» Task directions
Filter the listing down to the lines containing the word "pole".
-----
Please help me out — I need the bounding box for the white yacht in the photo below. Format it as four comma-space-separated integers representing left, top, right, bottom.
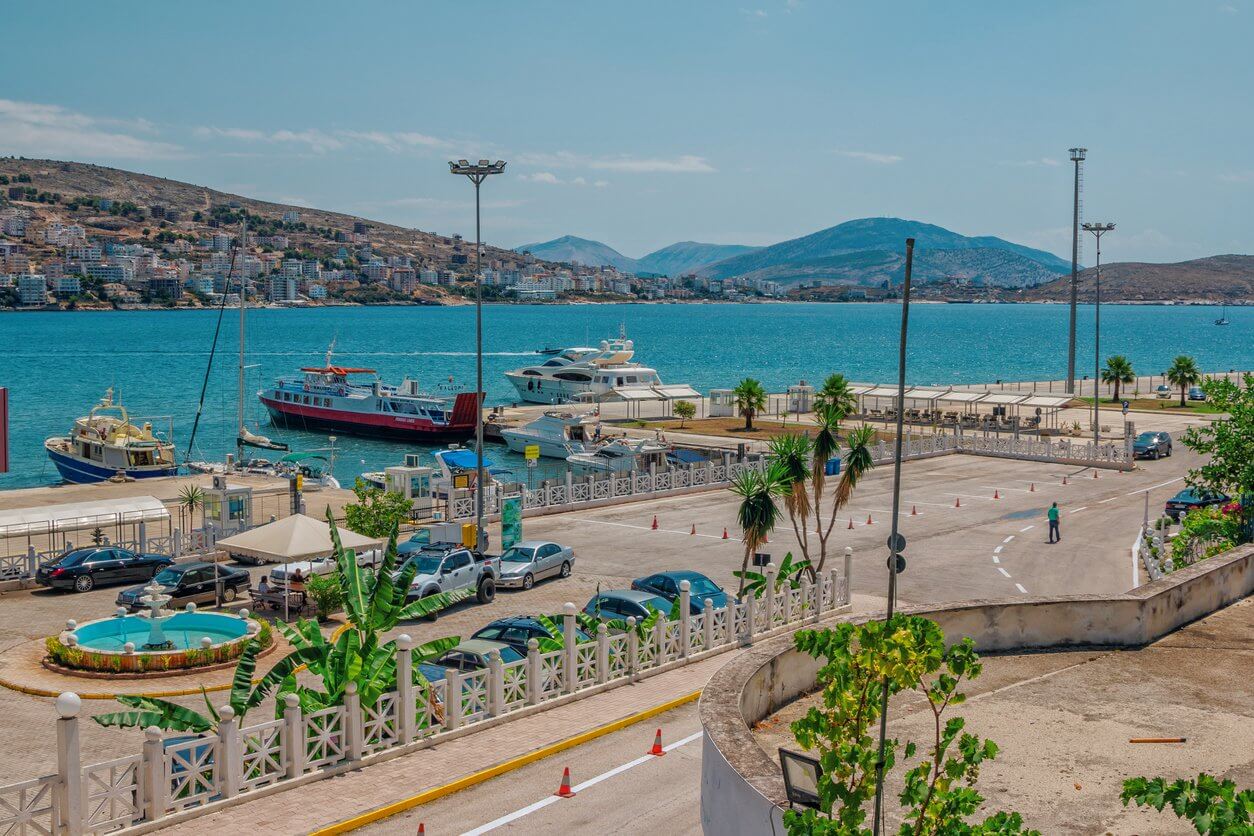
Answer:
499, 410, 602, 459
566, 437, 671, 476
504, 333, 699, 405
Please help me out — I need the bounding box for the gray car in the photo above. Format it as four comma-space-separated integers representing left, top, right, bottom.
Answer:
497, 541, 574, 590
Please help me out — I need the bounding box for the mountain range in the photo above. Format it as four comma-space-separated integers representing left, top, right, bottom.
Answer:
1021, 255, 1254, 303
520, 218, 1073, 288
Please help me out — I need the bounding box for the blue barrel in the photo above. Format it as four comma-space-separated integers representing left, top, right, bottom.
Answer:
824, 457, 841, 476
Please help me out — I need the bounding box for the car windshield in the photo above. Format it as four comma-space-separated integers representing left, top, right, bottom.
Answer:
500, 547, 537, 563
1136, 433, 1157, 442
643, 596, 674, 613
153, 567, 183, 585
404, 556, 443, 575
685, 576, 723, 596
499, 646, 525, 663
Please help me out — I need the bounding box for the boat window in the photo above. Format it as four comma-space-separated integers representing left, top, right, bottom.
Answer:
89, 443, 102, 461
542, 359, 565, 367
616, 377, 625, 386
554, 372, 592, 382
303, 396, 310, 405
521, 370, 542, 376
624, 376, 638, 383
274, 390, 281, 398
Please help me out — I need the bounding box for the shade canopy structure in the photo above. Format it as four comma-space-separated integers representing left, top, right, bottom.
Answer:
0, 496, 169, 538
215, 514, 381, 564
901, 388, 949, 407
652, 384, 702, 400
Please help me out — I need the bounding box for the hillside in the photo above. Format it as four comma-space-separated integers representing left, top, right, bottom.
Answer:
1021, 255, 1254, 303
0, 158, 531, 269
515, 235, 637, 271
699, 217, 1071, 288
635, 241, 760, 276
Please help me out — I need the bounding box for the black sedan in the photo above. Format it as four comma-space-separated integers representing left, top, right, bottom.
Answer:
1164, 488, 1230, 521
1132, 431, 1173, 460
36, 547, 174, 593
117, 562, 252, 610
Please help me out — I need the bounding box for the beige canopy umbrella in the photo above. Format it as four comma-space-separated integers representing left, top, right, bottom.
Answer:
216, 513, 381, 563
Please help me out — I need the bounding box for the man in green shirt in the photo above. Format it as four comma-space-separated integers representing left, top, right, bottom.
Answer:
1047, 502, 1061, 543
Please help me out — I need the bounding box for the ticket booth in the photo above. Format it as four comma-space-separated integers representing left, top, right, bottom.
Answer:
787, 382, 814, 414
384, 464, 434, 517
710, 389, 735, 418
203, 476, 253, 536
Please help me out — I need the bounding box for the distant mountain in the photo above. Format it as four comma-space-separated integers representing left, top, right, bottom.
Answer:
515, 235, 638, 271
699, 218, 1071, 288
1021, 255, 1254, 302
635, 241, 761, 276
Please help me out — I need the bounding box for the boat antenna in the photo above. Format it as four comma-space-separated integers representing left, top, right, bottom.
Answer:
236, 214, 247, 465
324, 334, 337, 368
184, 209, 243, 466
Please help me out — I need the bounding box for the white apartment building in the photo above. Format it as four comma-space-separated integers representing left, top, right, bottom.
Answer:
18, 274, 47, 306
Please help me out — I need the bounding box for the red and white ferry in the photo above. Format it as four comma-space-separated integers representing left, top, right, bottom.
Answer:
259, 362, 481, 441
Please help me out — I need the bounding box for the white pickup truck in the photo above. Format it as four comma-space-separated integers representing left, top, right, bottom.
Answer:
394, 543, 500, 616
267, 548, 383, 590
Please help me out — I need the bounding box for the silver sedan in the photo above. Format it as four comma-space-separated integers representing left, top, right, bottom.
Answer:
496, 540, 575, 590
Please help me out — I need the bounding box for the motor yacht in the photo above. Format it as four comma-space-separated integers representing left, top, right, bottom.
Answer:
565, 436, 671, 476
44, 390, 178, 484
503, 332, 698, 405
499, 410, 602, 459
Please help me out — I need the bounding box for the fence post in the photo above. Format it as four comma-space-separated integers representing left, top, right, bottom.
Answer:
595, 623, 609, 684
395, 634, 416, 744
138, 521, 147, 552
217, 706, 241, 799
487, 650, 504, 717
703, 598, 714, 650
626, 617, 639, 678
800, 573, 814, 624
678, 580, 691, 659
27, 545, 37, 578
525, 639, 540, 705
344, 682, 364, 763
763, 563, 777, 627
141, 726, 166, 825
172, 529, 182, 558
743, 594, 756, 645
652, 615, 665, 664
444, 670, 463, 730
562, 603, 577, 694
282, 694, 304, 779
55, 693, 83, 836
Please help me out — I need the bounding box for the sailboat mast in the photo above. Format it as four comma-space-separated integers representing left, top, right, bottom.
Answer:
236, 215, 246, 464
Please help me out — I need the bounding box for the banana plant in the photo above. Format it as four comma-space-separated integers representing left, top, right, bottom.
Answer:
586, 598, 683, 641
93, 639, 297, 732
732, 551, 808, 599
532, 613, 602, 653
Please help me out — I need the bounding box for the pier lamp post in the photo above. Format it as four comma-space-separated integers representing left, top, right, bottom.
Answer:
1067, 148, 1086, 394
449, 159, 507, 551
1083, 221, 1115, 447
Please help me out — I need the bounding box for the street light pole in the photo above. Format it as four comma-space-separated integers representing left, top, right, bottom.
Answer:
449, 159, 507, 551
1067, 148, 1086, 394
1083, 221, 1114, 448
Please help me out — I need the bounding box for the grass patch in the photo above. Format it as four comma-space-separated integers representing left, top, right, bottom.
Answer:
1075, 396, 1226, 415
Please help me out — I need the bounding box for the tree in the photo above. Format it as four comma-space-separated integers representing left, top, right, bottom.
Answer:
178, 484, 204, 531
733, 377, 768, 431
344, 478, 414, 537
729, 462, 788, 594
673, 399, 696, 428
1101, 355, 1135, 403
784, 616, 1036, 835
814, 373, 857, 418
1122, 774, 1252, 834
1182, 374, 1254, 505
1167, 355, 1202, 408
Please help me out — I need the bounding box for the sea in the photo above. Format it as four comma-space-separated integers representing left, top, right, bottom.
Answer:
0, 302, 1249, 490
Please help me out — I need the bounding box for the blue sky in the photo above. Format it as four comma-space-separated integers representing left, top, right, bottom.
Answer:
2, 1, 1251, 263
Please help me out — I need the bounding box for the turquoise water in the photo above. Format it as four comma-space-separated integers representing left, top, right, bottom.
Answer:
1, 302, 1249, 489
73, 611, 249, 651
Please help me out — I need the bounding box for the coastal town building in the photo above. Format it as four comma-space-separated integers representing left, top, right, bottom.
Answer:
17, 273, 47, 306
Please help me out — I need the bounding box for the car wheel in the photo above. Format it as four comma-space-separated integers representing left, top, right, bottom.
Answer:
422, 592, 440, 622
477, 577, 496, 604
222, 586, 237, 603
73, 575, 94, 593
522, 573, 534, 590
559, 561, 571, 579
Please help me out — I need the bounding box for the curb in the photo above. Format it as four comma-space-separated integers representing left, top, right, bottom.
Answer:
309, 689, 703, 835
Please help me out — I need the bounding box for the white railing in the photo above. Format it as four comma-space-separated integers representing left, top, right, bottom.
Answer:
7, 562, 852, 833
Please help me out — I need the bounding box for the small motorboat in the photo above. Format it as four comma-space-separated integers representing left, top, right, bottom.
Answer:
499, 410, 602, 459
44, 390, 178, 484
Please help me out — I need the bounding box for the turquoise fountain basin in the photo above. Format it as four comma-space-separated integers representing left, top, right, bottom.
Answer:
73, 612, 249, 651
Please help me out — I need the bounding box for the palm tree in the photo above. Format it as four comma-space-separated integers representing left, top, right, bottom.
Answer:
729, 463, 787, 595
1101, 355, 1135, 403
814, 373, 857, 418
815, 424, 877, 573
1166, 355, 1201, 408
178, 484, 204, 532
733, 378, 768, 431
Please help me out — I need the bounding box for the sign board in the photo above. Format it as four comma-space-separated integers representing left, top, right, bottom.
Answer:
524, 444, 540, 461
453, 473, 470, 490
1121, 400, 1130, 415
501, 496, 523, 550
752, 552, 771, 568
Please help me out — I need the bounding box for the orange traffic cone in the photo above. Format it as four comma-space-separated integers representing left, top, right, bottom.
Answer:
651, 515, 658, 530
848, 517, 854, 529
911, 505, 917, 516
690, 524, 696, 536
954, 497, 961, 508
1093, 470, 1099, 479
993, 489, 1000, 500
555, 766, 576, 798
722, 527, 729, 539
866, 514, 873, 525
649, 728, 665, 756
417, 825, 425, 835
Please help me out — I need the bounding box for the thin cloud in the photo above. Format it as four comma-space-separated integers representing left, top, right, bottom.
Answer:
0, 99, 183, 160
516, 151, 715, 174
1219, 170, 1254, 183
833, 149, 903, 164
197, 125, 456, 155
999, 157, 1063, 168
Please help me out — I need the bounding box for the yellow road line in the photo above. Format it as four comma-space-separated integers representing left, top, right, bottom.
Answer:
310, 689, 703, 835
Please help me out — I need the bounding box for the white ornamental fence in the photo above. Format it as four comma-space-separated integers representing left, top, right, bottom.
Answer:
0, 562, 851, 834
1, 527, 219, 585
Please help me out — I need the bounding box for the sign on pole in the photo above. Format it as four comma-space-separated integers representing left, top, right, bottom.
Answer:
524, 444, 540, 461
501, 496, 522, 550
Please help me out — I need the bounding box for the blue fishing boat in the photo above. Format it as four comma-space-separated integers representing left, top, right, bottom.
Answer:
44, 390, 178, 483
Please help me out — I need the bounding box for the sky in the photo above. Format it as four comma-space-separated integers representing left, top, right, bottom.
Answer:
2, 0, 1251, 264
-----
» Output
Please help me out — I need the bounding box for the street light pole in the photo above. Format it as four comma-space-separated integers representing left, top, right, bottom.
Please help me out — I need the bounding box for the sign on pole in the photo above. Format it as four comma-space-separated integers representing left, top, right, bottom.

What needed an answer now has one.